TEKS YANG DITAMPILKAN =>
• • •
Museum Ponorogo Digadang-gadang Ikon Jawa Timur

PONOROGO, AKSIKATA.COM — Di tengah hamparan perbukitan Sampung yang tenang, berdiri megah sebuah monumen yang tak hanya menandai kebanggaan daerah, tetapi juga menjadi saksi sejarah dan harapan masa depan: Museum Reog Ponorogo atau Monumen Reog dan Museum Peradaban (MRMP). Dengan tinggi mencapai 129 meter, bahkan melampaui Garuda Wisnu Kencana di Bali, museum ini digadang-gadang sebagai ikon baru Jawa Timur dan pusat pelestarian seni Reog yang telah diakui UNESCO sebagai Warisan Budaya Takbenda dunia sejak Desember 2024.
• • •
INFORMASI YANG DITAMPILKAN =>
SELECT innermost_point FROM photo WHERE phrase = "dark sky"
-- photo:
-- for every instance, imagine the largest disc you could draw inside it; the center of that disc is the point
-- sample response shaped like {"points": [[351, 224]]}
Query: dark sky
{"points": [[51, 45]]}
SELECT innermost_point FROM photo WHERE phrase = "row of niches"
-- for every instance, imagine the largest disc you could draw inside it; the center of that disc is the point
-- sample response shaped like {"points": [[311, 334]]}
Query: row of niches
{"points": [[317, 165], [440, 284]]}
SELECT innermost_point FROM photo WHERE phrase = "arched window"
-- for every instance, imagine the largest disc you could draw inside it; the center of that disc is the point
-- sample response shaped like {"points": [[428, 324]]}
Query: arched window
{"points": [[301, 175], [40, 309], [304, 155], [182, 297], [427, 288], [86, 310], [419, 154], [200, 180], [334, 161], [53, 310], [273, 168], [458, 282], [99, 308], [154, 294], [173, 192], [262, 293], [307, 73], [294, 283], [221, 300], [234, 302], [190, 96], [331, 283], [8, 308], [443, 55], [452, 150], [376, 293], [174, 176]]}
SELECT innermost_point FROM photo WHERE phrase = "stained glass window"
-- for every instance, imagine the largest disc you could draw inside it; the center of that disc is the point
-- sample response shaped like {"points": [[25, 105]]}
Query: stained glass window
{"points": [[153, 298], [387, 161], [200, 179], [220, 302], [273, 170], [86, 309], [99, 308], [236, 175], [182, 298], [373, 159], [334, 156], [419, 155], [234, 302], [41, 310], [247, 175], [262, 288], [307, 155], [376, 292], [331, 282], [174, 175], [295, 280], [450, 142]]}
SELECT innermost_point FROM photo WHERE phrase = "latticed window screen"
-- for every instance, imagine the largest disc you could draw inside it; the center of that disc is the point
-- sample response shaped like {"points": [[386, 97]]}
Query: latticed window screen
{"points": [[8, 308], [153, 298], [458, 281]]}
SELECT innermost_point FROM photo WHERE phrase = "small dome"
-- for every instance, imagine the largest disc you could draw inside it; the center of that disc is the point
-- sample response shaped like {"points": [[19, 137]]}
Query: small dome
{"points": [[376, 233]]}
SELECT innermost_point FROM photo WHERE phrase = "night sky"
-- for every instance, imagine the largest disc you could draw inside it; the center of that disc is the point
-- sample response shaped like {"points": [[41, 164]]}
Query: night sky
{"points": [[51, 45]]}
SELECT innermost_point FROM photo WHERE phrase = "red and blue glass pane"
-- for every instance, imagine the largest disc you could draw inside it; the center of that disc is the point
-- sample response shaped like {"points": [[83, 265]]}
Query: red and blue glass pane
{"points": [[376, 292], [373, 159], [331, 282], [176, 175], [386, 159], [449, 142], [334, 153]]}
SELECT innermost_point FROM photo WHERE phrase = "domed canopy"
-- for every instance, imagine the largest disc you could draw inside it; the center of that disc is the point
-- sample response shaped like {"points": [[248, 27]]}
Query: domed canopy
• • •
YANG HARUS DILAKUKAN => Lanjutkan teks berita tentang Museum Reog Ponorogo setelah kalimat terakhirnya.

JAWABAN TUGAS =>
Pembangunan museum ini bukan sekadar proyek infrastruktur, melainkan manifestasi dari semangat masyarakat Ponorogo dalam menjaga identitas budaya mereka. Meski sempat tersandung isu hukum menyusul penetapan Bupati Sugiri Sancoko sebagai tersangka oleh Komisi Pemberantasan Korupsi (KPK), pembangunan MRMP tetap berlanjut. Pemerintah Kabupaten Ponorogo menegaskan bahwa proyek ini adalah amanat budaya yang harus dituntaskan demi generasi mendatang.

“Reog bukan hanya tarian, tapi napas kehidupan masyarakat Ponorogo. Museum ini adalah rumah bagi cerita-cerita yang selama ini hanya diwariskan secara lisan. Kami ingin anak-anak muda bisa melihat, menyentuh, dan merasakan sejarahnya,” ujar Judha Slamet, Kepala Dinas Kebudayaan, Pariwisata, Pemuda dan Olahraga Ponorogo, saat ditemui di lokasi pembangunan.

Museum ini dirancang sebagai ruang interaktif yang menggabungkan teknologi digital dengan artefak tradisional. Pengunjung nantinya dapat menyaksikan pertunjukan Reog secara virtual, mempelajari filosofi di balik setiap gerakan, dan mengenal tokoh-tokoh legendaris yang membentuk sejarah seni pertunjukan ini. Selain itu, MRMP juga akan menjadi pusat riset budaya dan pelatihan bagi seniman muda.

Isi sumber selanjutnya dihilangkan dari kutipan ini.